[Start Provided data]

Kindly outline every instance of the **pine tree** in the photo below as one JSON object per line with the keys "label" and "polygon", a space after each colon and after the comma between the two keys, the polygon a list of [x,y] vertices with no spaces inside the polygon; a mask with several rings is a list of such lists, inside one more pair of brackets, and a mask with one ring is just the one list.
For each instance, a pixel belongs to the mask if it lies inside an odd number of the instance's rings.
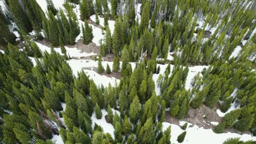
{"label": "pine tree", "polygon": [[156,16],[158,14],[158,10],[156,7],[155,7],[155,8],[154,9],[154,12],[152,15],[152,17],[151,17],[151,20],[150,20],[150,27],[153,28],[154,28],[155,27],[155,24],[156,23]]}
{"label": "pine tree", "polygon": [[101,56],[103,57],[105,56],[105,44],[101,44],[100,46],[100,53]]}
{"label": "pine tree", "polygon": [[18,0],[8,0],[10,12],[16,25],[26,32],[32,30],[31,24]]}
{"label": "pine tree", "polygon": [[98,73],[99,74],[101,74],[105,71],[101,63],[101,57],[100,57],[98,59]]}
{"label": "pine tree", "polygon": [[225,115],[222,119],[222,122],[225,123],[225,128],[230,128],[240,116],[241,109],[231,111]]}
{"label": "pine tree", "polygon": [[173,108],[172,108],[171,111],[171,115],[173,117],[176,117],[178,113],[179,112],[179,106],[178,105],[176,105]]}
{"label": "pine tree", "polygon": [[124,133],[125,135],[128,135],[128,134],[131,133],[132,130],[132,125],[131,123],[128,119],[128,117],[125,115],[124,122],[123,123],[123,132]]}
{"label": "pine tree", "polygon": [[252,114],[238,120],[234,124],[234,127],[236,129],[241,131],[248,130],[253,122],[254,116],[254,114]]}
{"label": "pine tree", "polygon": [[118,72],[120,70],[119,58],[115,56],[113,63],[113,71]]}
{"label": "pine tree", "polygon": [[84,28],[82,26],[82,32],[83,32],[83,43],[88,45],[91,43],[92,39],[94,38],[94,35],[92,34],[92,28],[88,24],[88,22],[86,20],[84,21]]}
{"label": "pine tree", "polygon": [[152,118],[148,119],[140,129],[138,138],[142,143],[154,143],[155,139]]}
{"label": "pine tree", "polygon": [[144,103],[146,100],[146,93],[147,92],[147,81],[144,80],[141,82],[138,91],[139,99],[142,103]]}
{"label": "pine tree", "polygon": [[222,133],[225,129],[225,122],[219,123],[217,125],[215,126],[213,128],[213,131],[217,134]]}
{"label": "pine tree", "polygon": [[112,110],[111,110],[111,107],[109,105],[108,105],[108,119],[109,123],[112,123],[113,122],[113,118],[114,115],[113,114]]}
{"label": "pine tree", "polygon": [[165,38],[165,42],[164,43],[164,45],[162,46],[162,58],[166,59],[168,52],[169,51],[169,38],[168,37]]}
{"label": "pine tree", "polygon": [[107,69],[106,70],[107,74],[110,74],[111,73],[111,70],[110,69],[109,65],[108,64],[107,64]]}
{"label": "pine tree", "polygon": [[95,106],[95,114],[97,119],[101,119],[102,113],[101,112],[101,108],[98,106],[98,104],[96,104]]}
{"label": "pine tree", "polygon": [[80,3],[80,13],[81,14],[81,20],[85,20],[90,16],[89,10],[89,4],[87,0],[82,0]]}
{"label": "pine tree", "polygon": [[47,3],[47,9],[48,11],[51,11],[54,15],[56,15],[57,11],[54,7],[54,4],[53,4],[52,0],[46,0],[46,1]]}
{"label": "pine tree", "polygon": [[28,133],[28,130],[24,125],[20,123],[15,123],[13,131],[20,142],[25,144],[31,143],[31,136]]}
{"label": "pine tree", "polygon": [[110,54],[112,52],[112,47],[111,45],[111,33],[108,26],[106,26],[105,34],[105,49]]}
{"label": "pine tree", "polygon": [[209,91],[208,86],[203,87],[202,91],[199,91],[196,93],[196,95],[194,99],[191,102],[191,105],[193,109],[199,108],[203,103],[206,94]]}
{"label": "pine tree", "polygon": [[124,45],[124,38],[120,19],[115,21],[114,34],[112,36],[112,47],[115,56],[118,56]]}
{"label": "pine tree", "polygon": [[187,134],[187,131],[185,131],[183,133],[182,133],[181,134],[180,134],[178,136],[178,139],[177,139],[177,141],[179,143],[183,142],[184,139],[185,139],[185,136],[186,136],[186,134]]}
{"label": "pine tree", "polygon": [[141,104],[137,95],[135,96],[130,106],[129,117],[131,122],[135,124],[138,121],[141,112]]}
{"label": "pine tree", "polygon": [[96,24],[97,25],[99,25],[100,24],[100,20],[98,20],[98,14],[97,14],[97,13],[95,14],[95,19],[96,19]]}
{"label": "pine tree", "polygon": [[146,2],[142,9],[140,27],[141,33],[143,33],[144,30],[148,27],[150,13],[149,5],[149,2]]}
{"label": "pine tree", "polygon": [[86,135],[83,131],[80,131],[78,128],[74,127],[73,128],[74,131],[74,138],[77,143],[90,143],[91,139],[88,135]]}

[End Provided data]

_Exercise_.
Switch "mask" to "region" in the stretch from the start of the records through the line containing "For each instance, a", and return only those lines with nothing else changed.

_Final result_.
Kindly outline every instance of the **pine tree** in the photo below as one JSON object per line with the keys "label" and "polygon", a space after each colon and after the comma between the two keys, the polygon a list of [x,y] vertices with no spaces inside the polygon; a region with several rings is a list of such lists, inside one more pair of brackets, and a region with one ring is just the one list.
For each instance, a pixel belongs to the region if it lies inside an odd number of the instance's rings.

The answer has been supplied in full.